- _Data listing_
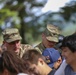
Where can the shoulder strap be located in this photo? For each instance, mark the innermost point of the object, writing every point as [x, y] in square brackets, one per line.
[68, 70]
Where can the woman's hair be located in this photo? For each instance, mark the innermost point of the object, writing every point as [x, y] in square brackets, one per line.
[10, 61]
[70, 42]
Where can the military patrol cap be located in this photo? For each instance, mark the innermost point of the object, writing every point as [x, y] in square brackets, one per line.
[52, 33]
[11, 34]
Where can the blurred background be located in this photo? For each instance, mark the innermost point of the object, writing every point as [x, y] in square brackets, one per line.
[32, 16]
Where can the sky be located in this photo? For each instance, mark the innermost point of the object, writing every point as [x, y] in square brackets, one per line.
[54, 5]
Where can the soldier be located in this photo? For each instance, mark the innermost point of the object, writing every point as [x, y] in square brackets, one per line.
[49, 38]
[12, 41]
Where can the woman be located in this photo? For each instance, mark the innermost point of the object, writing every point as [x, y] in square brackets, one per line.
[69, 54]
[11, 64]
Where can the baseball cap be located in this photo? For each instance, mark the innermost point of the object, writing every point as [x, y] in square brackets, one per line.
[52, 33]
[51, 55]
[11, 34]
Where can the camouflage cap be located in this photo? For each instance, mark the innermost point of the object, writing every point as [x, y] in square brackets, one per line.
[11, 34]
[52, 33]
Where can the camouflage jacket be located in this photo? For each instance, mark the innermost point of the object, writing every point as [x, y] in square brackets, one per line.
[40, 47]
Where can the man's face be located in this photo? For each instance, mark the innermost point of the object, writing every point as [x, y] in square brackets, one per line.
[57, 63]
[15, 46]
[69, 56]
[47, 43]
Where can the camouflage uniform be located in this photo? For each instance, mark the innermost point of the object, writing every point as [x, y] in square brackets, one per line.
[52, 34]
[11, 35]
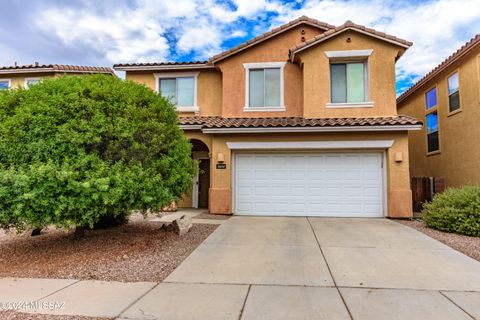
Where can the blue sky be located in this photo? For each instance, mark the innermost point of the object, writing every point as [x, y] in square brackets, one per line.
[118, 31]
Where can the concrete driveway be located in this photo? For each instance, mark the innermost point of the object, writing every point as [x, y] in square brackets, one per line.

- _Exercise description_
Only an exact, picture-free copy of the entries counts as the answer.

- _Response to this exercise_
Where can the shoulder strap be located in this photo? For each instance, mark the innermost point of the object, writing every point as [x, y] in square brackets, one per line.
[68, 70]
Where can the woman's hair be located in this photo? For each instance, mark the innermost point of the object, writing every point as [x, y] in square brackets, one per line.
[10, 61]
[70, 42]
Where can the military patrol cap be located in this photo? For each instance, mark the innermost point of the object, writing every point as [x, y] in square brackets, one per line.
[52, 33]
[11, 34]
Where can the blurred background be located in this photo? For each instance, mark the innermost point of the object, writing every point as [x, y] in square brackets, one per line.
[32, 16]
Where can the sky be located in this photo? For each instance, mark the innermost point of the object, writing every point as [x, y] in square brackets, one per line.
[54, 5]
Where can the soldier be located in this photo? For each instance, mark the innermost point of the object, writing every point as [x, y] in square brackets, one per line.
[49, 38]
[12, 41]
Where can the woman be located in this photo? For each instance, mark the innermost point of the object, writing every point as [x, y] in square brackets, one per line.
[69, 54]
[11, 64]
Where can the baseball cap be located in this photo? For each instance, mark the innermost point of the object, writing every point as [x, y] in square brackets, one per line.
[52, 33]
[51, 55]
[11, 34]
Where can the camouflage cap be located in this photo? For each instance, mark the innermost point of the object, writing every point as [x, y] in square brackets, one per line.
[11, 34]
[52, 33]
Where can the camouflage jacket be located in this photo? For each instance, mark the innermost point of the object, writing every point as [x, y] in square brackets, one per line.
[40, 47]
Where can the man's face be located in this photo? For each instance, mark the innermost point of the object, writing every point as [x, y] in square brackets, one per line.
[57, 63]
[15, 46]
[69, 56]
[47, 43]
Where can the camouflage uniform be located in this photo? For each instance, mark the innermost point of the object, writing every point as [x, y] in square brackets, one per line.
[52, 34]
[11, 35]
Where can the blue sky be located in this photo? For each instance, mark the innermost point of the object, writing every point as [x, y] in square brackets, one per line.
[118, 31]
Where can the concrete driveway be located in this photo? For each instance, mark the innermost point of the object, writing every point as [x, y] in square brackets, one per line.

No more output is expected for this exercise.